| PROBLEMS |
a – From the STEAK project description, copy the passage between "1. Implementation of" and "released as open-source.", inclusive, replacing "headphones" with "earphones".
b – Extend the STEAK project description, starting right after its final sentence.

--- 28 June 2016 ---

The Project

In the STEAK project, a telephone conferencing system is implemented that (a) provides spatial audio and (b) is legacy compatible. This system will provide a spatial representation (i. e., “3D audio”) of a telephone conference using binaural synthesis (i. e., a signal for each ear is computed and presented using a pair of headphones).

The STEAK project has two goals:

1. Implementation of a real spatial conferencing system

In the STEAK project, a legacy compatible spatial telephone conference system is implemented. If participants join a conference via VoIP (WebRTC or SIP) and are capable of reproducing stereo signals via a pair of headphones, then a spatial presentation can be made available to them. This system is legacy compatible, i. e., so participants can also join a conference call via a standard telephone. These participants then only receive a standard (mono-mixed) representation, which does not contain spatial cues.

The system will be implemented using open-source components only and the final implementation is going to be released as open-source.

2. Research on advantages of spatial conferencing

Spatial representation for telephone conferencing is expected to reduce the effort for participants to follow the conversation. In the context of the STEAK project, we are going to investigate if telephony-related artifacts, such as background noise, can be attributed to individual participants of a telephone conference.

| DATA LINES |
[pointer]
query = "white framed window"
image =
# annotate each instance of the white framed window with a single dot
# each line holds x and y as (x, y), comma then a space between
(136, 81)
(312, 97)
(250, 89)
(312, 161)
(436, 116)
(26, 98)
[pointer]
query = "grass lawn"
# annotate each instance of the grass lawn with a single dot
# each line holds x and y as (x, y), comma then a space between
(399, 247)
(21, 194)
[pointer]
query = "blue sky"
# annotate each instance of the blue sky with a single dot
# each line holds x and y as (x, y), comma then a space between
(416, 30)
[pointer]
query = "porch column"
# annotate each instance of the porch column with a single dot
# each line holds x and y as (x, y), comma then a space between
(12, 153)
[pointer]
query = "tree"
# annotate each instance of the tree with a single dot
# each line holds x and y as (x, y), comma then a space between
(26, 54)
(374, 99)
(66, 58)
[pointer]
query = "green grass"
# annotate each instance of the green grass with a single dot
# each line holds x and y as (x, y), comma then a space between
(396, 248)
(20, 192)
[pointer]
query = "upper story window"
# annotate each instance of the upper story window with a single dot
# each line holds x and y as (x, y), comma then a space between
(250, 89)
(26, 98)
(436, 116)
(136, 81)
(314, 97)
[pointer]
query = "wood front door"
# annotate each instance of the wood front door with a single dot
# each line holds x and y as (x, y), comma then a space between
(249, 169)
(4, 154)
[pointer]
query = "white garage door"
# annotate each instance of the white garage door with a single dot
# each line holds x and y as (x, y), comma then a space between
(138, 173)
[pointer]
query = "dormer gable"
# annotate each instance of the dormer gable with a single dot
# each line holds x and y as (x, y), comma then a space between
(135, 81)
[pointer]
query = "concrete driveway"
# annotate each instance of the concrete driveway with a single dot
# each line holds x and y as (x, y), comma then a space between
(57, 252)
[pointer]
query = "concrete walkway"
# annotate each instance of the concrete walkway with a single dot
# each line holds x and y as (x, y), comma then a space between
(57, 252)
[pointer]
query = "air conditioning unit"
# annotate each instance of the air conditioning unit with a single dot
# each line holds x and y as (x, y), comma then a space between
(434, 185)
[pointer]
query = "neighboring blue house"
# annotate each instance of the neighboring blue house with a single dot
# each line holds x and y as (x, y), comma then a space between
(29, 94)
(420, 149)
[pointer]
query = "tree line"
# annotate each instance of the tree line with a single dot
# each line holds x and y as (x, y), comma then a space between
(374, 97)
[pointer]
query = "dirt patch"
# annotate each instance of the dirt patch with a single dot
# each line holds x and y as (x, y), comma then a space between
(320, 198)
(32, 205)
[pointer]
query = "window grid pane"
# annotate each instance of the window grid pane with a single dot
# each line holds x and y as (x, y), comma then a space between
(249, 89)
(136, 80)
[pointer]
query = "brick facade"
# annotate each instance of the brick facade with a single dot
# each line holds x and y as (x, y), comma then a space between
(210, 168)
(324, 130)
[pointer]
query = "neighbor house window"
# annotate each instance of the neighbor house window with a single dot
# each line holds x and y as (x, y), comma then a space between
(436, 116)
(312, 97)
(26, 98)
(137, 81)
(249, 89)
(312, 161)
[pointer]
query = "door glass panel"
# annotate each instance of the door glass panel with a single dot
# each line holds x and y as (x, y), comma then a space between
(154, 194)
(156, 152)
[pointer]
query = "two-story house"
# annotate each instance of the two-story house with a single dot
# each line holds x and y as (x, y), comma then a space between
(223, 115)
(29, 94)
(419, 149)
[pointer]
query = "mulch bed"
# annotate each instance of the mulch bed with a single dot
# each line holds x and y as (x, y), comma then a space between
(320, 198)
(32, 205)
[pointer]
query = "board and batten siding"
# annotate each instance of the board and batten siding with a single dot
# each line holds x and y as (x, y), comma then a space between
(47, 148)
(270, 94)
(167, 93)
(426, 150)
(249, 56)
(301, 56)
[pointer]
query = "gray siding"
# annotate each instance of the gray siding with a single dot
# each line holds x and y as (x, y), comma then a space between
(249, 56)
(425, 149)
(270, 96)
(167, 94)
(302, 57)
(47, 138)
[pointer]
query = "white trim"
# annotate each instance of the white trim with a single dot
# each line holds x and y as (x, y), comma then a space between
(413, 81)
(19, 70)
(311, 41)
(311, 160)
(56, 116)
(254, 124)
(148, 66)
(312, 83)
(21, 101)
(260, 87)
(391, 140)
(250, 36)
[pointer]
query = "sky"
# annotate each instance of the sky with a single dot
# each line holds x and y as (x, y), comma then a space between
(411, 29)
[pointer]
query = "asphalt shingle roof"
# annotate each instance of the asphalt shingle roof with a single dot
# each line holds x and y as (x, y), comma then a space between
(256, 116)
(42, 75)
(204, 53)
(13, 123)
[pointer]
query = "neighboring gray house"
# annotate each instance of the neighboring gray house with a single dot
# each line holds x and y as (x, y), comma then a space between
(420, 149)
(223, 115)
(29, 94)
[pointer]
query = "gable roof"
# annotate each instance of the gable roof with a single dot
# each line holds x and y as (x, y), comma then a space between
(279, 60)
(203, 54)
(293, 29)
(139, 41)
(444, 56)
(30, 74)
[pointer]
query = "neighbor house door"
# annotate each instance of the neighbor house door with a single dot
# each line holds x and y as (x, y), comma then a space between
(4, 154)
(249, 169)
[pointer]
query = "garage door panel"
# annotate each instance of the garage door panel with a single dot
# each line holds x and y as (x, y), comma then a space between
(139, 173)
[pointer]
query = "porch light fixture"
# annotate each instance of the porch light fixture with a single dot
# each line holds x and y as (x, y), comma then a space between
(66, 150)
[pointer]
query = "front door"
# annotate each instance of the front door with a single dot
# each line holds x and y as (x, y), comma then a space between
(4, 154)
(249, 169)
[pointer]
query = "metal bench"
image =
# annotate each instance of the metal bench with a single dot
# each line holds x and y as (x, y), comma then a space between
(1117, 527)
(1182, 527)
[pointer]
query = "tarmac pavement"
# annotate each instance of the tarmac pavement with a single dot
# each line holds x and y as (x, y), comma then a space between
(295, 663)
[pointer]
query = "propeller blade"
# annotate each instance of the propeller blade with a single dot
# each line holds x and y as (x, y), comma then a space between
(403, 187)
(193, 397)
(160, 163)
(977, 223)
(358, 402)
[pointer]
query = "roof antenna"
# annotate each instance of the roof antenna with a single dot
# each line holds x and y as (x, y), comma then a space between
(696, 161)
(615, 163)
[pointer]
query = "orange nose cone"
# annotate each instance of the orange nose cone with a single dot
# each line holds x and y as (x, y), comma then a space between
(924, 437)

---

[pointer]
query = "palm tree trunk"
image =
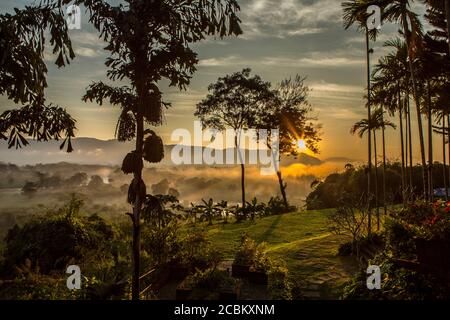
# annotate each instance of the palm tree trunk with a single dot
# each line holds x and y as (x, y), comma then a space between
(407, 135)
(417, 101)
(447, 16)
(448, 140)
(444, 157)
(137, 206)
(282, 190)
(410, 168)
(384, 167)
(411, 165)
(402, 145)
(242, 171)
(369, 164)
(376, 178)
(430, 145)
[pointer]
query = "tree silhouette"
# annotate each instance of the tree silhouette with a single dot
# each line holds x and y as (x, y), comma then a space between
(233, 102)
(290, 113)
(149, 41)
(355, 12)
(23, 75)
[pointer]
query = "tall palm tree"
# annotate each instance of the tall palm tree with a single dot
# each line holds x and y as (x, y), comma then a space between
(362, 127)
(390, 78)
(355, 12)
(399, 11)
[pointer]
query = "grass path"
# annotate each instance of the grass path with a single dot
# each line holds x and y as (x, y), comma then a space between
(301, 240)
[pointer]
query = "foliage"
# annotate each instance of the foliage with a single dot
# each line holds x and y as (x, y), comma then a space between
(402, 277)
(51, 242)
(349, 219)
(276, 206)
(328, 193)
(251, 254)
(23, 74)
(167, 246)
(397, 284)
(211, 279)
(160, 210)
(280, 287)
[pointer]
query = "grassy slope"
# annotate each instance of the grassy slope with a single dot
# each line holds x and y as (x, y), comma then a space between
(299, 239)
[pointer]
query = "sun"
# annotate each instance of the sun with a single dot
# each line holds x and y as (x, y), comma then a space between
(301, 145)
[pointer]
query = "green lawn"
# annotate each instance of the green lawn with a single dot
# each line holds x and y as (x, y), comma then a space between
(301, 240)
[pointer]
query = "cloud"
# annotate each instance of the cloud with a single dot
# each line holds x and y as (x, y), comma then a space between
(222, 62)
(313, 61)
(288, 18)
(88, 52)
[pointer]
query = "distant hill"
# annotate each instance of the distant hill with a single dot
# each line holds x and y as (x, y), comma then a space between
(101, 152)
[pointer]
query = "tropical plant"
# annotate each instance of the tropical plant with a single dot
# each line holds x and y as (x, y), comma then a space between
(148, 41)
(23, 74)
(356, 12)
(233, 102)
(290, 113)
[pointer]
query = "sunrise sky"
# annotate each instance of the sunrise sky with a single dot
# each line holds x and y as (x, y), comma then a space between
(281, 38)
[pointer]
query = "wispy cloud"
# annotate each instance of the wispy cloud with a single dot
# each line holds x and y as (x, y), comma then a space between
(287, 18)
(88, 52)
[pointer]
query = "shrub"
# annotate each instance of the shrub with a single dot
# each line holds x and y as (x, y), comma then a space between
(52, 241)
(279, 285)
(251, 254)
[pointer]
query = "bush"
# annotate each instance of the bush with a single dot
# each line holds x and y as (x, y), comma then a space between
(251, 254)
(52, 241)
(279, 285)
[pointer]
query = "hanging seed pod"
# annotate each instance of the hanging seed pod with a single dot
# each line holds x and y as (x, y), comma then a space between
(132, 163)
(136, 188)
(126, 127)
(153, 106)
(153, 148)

| TASK RESULTS |
a –
1. Implementation of a real spatial conferencing system

In the STEAK project, a legacy compatible spatial telephone conference system is implemented. If participants join a conference via VoIP (WebRTC or SIP) and are capable of reproducing stereo signals via a pair of earphones, then a spatial presentation can be made available to them. This system is legacy compatible, i. e., so participants can also join a conference call via a standard telephone. These participants then only receive a standard (mono-mixed) representation, which does not contain spatial cues.

The system will be implemented using open-source components only and the final implementation is going to be released as open-source.

b –
STEAK has one limitation: no headtracking

The telephone conferencing system will be implemented as a centralized conferencing bridge (i. e., binaural rendering takes place at the conference server), and clients will only playback the rendered binaural signals. Using a centralized conferencing bridge avoids sendings the signals of all participants to all other participants and thus less bandwidth is required. However, the introduced delay of the central rendering and transmission prevents accounting for head rotation of participants. In fact, humans explore their sound environment by rotating their head and thus can select and focus on individual sound sources. This requires that the head rotation can be measured precisely and, if the head rotates to render the signals accordingly. This requires the use of a headtracker and the virtual sound scape needs to be adjusted almost instantanously. Due to the implementation of centralized conferencing bridge, such a low delay cannot be provided as the rotation must be measured, send to the server, rendered by the server, and send the rendered signals to the client.

Thus, headtracking is out of scope.